Amongst gays, “camping” has a meaning very different to “the activity of spending a holiday living in a tent.” Wikipedia explains “Camp aesthetics disrupt many modernists’notions of what art is and what can be classified as high art by inverting aesthetic attributes such as beauty, value, and taste through an invitation of a different kind of apprehension and consumption.” I cite this blather not as the alternative definition of camping, but as an excellent demonstration of that alternative definition.
In 1986, Boston’s Gay Pride Parade was a very different animal than it is today. For starters, it was still called “Gay Pride”, rather than today’s beast which is mandatorily and generically referred to as “Pride” so as to encompass “people of all walks of life and all identities”. I guess that’s a good thing. I certainly supported it when they made it “Gay and Lesbian Pride”, and got on board when they added “Bisexual, Transgender, and Intersex”. After that, although I was delighted to have their support, it was a little difficult to explain the view that adding “Black, Latin and Youth” to the list had the effect of watering down the potency. Today we celebrate everybody’s Pride, including, presumably, war criminals, performance enhancing drug cheats, bankers, and all the bigots who hate gay, lesbian, bisexual, transgender, intersex, black, Latin and youthful persons. Huh.

——————

__Problems to solve__.
a) From the passage on camping and Boston's Pride parade, list every kind of person it says today's Pride presumably celebrates.
b) Pick up the passage on camping and Boston's Pride parade after its last sentence and carry it on.

——————

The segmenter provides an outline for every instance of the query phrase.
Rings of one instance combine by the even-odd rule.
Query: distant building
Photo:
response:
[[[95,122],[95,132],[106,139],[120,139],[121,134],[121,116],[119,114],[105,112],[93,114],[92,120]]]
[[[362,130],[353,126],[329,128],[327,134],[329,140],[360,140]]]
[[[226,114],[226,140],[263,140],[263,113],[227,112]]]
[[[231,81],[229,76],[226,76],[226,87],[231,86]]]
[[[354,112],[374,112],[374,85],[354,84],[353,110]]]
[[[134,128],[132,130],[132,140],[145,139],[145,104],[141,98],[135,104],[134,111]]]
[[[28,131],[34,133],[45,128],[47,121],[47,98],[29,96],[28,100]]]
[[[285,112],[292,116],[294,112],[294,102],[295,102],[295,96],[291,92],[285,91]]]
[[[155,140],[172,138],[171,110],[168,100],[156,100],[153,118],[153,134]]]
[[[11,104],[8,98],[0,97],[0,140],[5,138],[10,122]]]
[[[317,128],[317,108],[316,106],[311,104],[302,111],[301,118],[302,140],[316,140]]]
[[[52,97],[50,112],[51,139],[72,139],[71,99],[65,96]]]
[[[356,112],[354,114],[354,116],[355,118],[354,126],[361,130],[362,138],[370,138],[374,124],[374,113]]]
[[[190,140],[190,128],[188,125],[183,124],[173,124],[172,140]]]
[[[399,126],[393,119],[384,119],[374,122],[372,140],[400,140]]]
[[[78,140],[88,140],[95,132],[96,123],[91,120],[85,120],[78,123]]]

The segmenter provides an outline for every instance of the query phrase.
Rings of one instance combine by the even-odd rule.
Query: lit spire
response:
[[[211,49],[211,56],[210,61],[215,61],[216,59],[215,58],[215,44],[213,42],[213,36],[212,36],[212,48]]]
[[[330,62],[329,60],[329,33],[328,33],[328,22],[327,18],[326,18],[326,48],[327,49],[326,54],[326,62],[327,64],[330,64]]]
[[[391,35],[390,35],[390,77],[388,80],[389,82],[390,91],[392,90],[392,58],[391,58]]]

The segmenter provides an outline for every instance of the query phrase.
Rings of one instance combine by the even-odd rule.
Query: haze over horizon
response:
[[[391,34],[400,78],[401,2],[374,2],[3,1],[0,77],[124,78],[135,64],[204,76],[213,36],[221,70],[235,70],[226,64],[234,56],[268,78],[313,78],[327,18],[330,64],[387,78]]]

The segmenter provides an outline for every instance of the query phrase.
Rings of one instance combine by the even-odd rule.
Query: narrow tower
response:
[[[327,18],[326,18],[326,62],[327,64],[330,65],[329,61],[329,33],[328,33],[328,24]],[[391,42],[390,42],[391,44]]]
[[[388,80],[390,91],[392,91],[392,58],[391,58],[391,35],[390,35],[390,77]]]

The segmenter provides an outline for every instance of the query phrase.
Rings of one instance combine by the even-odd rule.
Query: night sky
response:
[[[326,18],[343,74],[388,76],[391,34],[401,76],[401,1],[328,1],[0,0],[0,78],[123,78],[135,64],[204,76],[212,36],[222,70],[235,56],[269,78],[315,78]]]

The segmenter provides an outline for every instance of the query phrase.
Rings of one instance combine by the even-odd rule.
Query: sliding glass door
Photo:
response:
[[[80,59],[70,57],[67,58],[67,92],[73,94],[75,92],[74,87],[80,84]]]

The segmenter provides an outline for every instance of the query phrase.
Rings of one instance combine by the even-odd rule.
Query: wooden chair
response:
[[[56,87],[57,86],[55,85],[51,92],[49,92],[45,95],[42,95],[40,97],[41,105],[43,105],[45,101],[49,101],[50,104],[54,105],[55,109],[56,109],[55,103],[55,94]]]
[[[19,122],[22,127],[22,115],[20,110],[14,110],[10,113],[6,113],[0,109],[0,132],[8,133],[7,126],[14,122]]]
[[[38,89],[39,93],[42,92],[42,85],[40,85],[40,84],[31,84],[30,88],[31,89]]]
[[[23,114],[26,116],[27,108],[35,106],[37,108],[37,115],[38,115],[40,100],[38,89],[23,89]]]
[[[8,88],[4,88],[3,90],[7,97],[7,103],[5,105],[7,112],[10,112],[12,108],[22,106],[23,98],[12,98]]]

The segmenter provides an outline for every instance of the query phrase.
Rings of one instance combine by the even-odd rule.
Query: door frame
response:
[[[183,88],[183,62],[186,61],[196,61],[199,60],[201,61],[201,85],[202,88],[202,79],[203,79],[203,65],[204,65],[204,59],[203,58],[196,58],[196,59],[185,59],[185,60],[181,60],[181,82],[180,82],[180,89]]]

——————

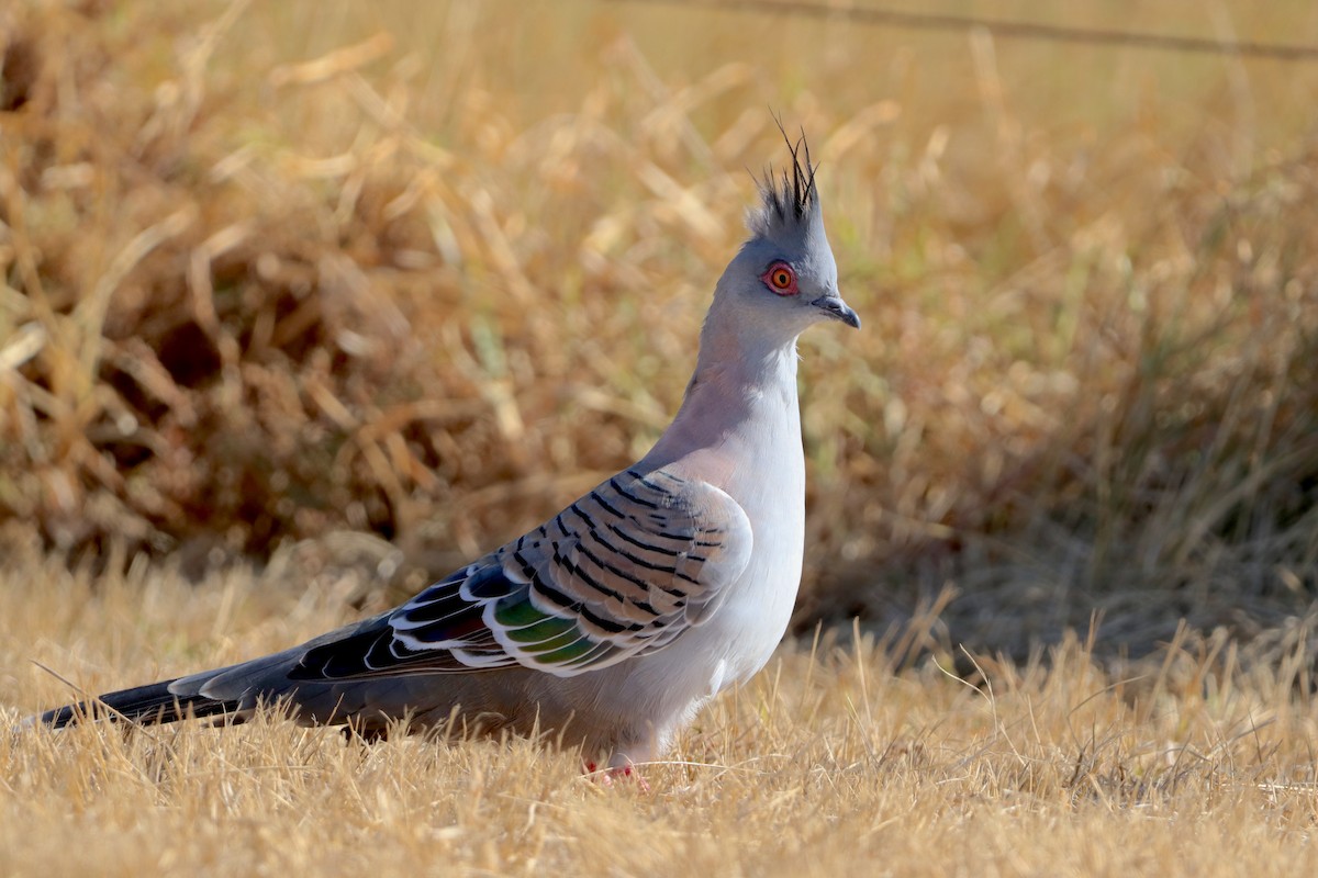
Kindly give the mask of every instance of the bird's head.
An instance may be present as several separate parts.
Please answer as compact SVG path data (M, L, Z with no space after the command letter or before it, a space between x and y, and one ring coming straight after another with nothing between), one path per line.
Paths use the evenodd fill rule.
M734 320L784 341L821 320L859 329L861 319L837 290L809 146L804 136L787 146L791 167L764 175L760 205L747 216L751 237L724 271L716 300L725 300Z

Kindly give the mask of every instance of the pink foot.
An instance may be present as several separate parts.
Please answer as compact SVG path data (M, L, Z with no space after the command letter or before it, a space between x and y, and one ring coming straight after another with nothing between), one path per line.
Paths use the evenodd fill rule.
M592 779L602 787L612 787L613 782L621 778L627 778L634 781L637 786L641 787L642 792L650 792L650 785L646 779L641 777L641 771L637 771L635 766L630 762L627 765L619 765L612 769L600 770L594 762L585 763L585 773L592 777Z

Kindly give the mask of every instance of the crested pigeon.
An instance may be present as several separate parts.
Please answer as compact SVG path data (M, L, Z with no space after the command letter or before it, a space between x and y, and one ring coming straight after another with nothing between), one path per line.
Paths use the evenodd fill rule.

——————

__Task-by-task results__.
a) War criminals; performance enhancing drug cheats; bankers; all the bigots who hate gay, lesbian, bisexual, transgender, intersex, black, Latin and youthful persons.

b)
Still young and reasonably good-looking, Frank and I gathered with a hundred thousand of our closest sexual partners on Boston Common after the 1986 Gay Pride Parade. We came across the booth of the Chiltern Mountain Club, a group formed “to bring together gay/lesbian outdoor types”. A jaunty man described several camping outings, not oblivious to the irony behind his choice of words. Particularly attractive was the “car camping” in the Berkshires of western Massachusetts, two weekends hence, which included a group bicycle ride through the foothills. Drunk with enthusiasm – or was it stoned on cannabis? – we signed up on the spot.
Over the next few days, it dawned on us that the only requisite camping gear we possessed was two bicycles, which are not easy to sleep on or in. This led to a call-around to every human we knew within fifty miles who had ever been camping. Ostensibly, we wanted advice. In reality, we wanted to borrow stuff, since, being young and reasonably good-looking, we were also broke.
The folks we contacted fell into two camps. The first was a smaller group of avid campers who owned all the equipment. All of them claimed they were going to be using it that weekend – it is a short season in Massachusetts, after all. I realised that asking avid campers to borrow their camping gear was akin to asking to borrow a golfer’s clubs – or worse, a swimmer’s swimsuit. There was a line we were not going to cross. Their advice was most helpful, though, in extending and broadening the list of necessities we lacked.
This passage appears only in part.